Jon: Right. We've taken a few steps and I'm trying to keep them all related and coherent in my mind. You got Adam and Eve, and you've got the two levels of Eve. You've got the ezer Eve and the deceiver Eve. And then those become metaphor for wisdom using that idea of how important it is for humans to not be alone and to be united, and that pursuit of the other that completes you being compared to your pursuit of God's wisdom. And that's Proverbs.
Tim: In other words, you're saying Proverbs is building out these two different kinds of Eves, two roles of Eve, into two different ladies. Lady Folly or Lady Wisdom.
Jon: So you can just kind of run with that, and then you can forget about the underlying basis of that metaphor, which was the human relationship.
Tim: Correct.
Jon: And then you can kind of run with our pursuit of wisdom. But you're saying, you can always step back and then the other layer meaning is still there, which is, our desire for the other that completes us.
Tim: That's right. Which is why in the book of Proverbs you have Lady Wisdom in the opening chapters, who's the metaphor for God's wisdom. But then the book ends with a poem about the noble wise woman that the imagined male reader of Proverbs being addressed by Solomon actually wants to like marry an actual awesome, noblewoman. There are the two layers right there. It can refer to an actual woman or a metaphorical woman. And both layers of meaning are connected.
This is still foggy in my head. Well, I can see how the characters and the symbols all match up, but I haven't ever drawn a chart. It might be helpful to sort out and draw a chart. There you go. I was responding to your comment that the female character represents the divine...
Jon: And you're saying yes, one level...
Tim: ...whereas in the Jewish and Christian later interpretations it's the male character that represents the divine.
Jon: That was just an observation.

__Materials provided__:
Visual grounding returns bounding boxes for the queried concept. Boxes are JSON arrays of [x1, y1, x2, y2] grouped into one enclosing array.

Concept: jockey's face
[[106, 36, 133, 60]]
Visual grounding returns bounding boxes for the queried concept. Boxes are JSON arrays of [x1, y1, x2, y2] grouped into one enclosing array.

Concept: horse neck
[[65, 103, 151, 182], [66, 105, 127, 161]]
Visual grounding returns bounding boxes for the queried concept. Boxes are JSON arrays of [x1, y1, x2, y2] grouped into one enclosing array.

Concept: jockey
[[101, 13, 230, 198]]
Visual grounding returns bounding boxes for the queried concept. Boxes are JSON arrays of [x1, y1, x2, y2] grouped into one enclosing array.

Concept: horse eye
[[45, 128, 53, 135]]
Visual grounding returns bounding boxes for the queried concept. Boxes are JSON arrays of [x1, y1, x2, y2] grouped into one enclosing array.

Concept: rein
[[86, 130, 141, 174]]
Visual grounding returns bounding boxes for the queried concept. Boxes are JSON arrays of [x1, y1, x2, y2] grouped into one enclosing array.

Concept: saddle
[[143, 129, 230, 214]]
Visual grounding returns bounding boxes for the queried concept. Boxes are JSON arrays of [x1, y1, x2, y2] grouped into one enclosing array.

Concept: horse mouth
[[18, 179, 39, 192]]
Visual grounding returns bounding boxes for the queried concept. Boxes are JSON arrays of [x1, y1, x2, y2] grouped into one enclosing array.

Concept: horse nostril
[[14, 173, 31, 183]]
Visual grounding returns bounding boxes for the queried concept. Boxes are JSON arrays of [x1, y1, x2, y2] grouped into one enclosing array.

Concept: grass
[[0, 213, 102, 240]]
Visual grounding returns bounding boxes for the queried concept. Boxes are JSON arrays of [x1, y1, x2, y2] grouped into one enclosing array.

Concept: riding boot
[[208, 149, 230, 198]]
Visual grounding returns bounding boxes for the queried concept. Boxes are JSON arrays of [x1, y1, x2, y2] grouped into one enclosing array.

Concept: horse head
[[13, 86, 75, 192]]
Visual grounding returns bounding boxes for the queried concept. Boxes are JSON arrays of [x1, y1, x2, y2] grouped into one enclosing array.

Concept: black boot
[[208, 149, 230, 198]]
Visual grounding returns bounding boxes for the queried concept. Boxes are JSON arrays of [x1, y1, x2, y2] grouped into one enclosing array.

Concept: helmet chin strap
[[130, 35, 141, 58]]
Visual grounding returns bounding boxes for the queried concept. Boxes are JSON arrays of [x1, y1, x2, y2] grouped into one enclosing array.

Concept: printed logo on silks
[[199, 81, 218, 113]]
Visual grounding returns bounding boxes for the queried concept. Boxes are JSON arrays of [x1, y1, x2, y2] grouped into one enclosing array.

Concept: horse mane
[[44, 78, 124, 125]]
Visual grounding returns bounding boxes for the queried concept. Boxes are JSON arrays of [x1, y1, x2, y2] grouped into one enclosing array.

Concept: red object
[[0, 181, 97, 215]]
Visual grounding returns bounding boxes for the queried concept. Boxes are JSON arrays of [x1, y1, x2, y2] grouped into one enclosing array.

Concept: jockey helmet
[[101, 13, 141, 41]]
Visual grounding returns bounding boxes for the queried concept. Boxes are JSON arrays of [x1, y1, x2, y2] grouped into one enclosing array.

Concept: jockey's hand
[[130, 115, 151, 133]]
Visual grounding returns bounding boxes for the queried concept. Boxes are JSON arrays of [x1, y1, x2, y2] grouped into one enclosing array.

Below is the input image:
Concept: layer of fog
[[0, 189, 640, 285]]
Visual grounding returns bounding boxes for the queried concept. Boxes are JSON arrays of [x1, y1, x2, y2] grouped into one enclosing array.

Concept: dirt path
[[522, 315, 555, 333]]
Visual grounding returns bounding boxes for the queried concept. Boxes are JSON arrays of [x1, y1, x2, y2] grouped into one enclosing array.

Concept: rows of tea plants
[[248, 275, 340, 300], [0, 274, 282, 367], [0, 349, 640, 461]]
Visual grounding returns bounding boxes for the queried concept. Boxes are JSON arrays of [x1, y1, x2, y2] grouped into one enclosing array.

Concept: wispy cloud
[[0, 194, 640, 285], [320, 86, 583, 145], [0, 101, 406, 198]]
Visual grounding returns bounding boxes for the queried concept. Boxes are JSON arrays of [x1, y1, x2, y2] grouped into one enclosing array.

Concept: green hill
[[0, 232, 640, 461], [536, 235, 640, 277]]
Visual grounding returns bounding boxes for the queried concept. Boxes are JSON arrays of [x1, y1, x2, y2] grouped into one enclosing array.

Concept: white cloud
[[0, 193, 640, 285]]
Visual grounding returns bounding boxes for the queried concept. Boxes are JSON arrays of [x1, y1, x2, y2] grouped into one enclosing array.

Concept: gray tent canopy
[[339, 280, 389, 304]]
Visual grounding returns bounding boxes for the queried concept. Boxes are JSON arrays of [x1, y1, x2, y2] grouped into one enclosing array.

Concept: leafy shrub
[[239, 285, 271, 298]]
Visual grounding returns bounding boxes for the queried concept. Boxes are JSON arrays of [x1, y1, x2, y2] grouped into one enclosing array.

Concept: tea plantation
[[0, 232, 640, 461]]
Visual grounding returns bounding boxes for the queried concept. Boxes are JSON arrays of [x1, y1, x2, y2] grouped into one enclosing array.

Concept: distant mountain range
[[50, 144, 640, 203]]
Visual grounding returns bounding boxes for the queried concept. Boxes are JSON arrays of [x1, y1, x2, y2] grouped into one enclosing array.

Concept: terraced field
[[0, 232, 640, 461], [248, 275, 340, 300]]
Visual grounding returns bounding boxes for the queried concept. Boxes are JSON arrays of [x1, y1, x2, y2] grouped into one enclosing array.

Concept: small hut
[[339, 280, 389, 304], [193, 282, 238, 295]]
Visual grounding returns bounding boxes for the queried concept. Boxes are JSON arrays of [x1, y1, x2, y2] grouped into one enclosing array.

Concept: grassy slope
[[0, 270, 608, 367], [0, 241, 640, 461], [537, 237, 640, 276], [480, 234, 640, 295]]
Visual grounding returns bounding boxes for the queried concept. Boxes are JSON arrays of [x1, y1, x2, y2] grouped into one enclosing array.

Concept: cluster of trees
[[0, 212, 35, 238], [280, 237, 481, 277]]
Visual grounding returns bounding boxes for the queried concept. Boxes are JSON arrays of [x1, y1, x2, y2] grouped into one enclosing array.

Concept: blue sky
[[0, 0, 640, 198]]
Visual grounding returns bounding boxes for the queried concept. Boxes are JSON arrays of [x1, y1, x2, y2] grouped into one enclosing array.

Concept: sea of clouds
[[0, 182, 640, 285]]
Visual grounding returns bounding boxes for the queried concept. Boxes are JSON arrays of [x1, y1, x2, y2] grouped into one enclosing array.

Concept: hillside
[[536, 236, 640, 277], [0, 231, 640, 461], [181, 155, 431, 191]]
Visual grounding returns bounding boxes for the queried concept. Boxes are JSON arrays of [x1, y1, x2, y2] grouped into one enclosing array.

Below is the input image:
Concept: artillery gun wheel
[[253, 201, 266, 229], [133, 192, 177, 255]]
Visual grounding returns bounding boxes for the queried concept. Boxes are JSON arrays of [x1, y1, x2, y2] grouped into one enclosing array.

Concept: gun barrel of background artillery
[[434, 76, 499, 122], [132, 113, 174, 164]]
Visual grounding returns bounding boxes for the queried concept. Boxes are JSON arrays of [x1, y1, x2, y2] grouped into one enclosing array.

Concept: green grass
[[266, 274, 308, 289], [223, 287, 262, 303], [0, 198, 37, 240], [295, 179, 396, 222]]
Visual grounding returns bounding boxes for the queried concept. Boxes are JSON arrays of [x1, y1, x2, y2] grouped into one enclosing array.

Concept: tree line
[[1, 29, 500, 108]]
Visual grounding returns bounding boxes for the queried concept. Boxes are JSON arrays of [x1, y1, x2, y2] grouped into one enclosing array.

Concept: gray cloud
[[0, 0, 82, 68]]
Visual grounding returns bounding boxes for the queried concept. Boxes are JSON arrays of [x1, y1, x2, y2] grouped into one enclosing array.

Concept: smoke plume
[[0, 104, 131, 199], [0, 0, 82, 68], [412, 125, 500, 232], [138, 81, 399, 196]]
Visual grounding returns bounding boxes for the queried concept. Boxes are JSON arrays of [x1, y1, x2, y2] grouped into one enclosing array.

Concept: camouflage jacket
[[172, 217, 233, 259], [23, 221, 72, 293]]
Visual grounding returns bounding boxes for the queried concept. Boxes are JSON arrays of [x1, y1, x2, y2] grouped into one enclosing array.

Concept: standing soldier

__Required tasks__:
1 - Copy the entries word for word, starting at the first line of the entries and ending at the line that contains "[[18, 179, 39, 192]]".
2 - Pick up the conversation about Eve and Proverbs after its final line and carry it forward.
The conversation about Eve and Proverbs and the entries are unrelated to each other.

__Outputs by task__:
1 -
Visual grounding returns bounding boxes for the queried concept. Boxes are JSON arrays of [x1, y1, x2, y2] grouped into one enclosing array.

Concept: jockey's face
[[106, 36, 133, 60]]
Visual grounding returns bounding boxes for the queried concept. Boxes are JSON arrays of [x1, y1, x2, y2] grouped into one enclosing array.

Concept: horse neck
[[65, 103, 151, 182], [66, 105, 127, 161]]
Visual grounding returns bounding boxes for the queried concept. Boxes are JSON arrays of [x1, y1, x2, y2] grouped into one enclosing array.

Concept: jockey
[[101, 13, 230, 198]]
Visual grounding returns bounding boxes for the queried concept. Boxes are JSON arrays of [x1, y1, x2, y2] grouped into one enclosing array.

Concept: horse eye
[[45, 128, 53, 135]]
Visual grounding returns bounding boxes for the queried concept. Boxes are JSON arrays of [x1, y1, x2, y2] grouped into one enclosing array.

Concept: rein
[[86, 130, 141, 174]]
Visual grounding returns bounding boxes for the queried concept. Boxes are JSON arrays of [x1, y1, x2, y2] grouped into one enclosing array.

Concept: saddle
[[143, 129, 230, 214]]
Visual grounding returns bounding boxes for the queried concept. Boxes are JSON arrays of [x1, y1, x2, y2] grouped into one enclosing array.

Concept: horse mouth
[[18, 179, 39, 192]]

2 -
Tim: It was a good observation, I think.
Jon: Because the female character in Proverbs is the divine Lady Wisdom.
Tim: Correct. I could show you a couple of other things.
Jon: Sure. Let's keep going.
Tim: These 117 verses, lo and behold, have a beautiful symmetrical design, meaning that opening and closing palms all have unique vocabulary that hyperlinks them as a frame around the material in the middle. And then the material in the middle is itself all coordinated in these patterns. So the main scholars here are Cheryl Exum, William Shea, and Richard Davidson. They all argue about little differences, but they did a bunch of work in the 80s, and people pretty much accepted it like, "Oh, yeah, this thing is symphonic and cyclical, and repetitive, the way most biblical books are."
What's interesting is that begins and ends with these characters looking for, and it's the first meeting, and then they get a room and then the scene cuts. Then at the end, they meet up and find each other, they get a room and then the scene cuts again. In the middle are these two dreams where they lose and find each other. It happens two different times. And then the very center is an invitation by the bride to come, or by the beloved, and then they decide to be together in the very center of the book.
So the point is, is even the architecture of the book has a cyclical nature to it. It's working in these cycles of searching, finding, almost consummated, cut. Searching, finding, almost consummated, cut - in these cycles. Which means that keeps building.
Jon: Anticipation is building.
Tim: Go to chapter 6 with me. This is they found each other - in another one these they found cycles - and now they're just going off and poetry about how wonderful each other is. Chapter 6 begins with someone addressing the woman saying, "Hey, where's your man? Where is he?" Then she says, "Oh, he's down in his garden." Again, just think, Eden and the Solomon story. He's down in the garden. Vs. 3 "I am my beloved and my beloved is mine." This is famous. I've helped a lot of people get that—
Jon: Inked on their bodies.
Tim: Totally. Seriously, the number one tattoo that people have asked me to help them spell is this line.
Jon: Make sure the Hebrew is right?
Tim: Totally. Then they begin to describe each other. He says, "You're beautiful as tears are. You're lovely as Jerusalem and so on." He goes on to describe. They meet up in the garden, and he's describing her. Then Vs 8, the man says, "There are 60 queens and 80 concubines and young women without number." Who does that remind you of?
Jon: Solomon.
Tim: It's Solomon. "But my perfect dove is unique. The only one. She is her mother's daughter, the pure one of the one who bore her. The maidens saw her and call her blessed, and the queens and the concubines all praise her saying..." Then it goes into another poem. So this is a key moment where I think the shepherd and Solomon figure come together. And this becomes like the what if scenario. What if?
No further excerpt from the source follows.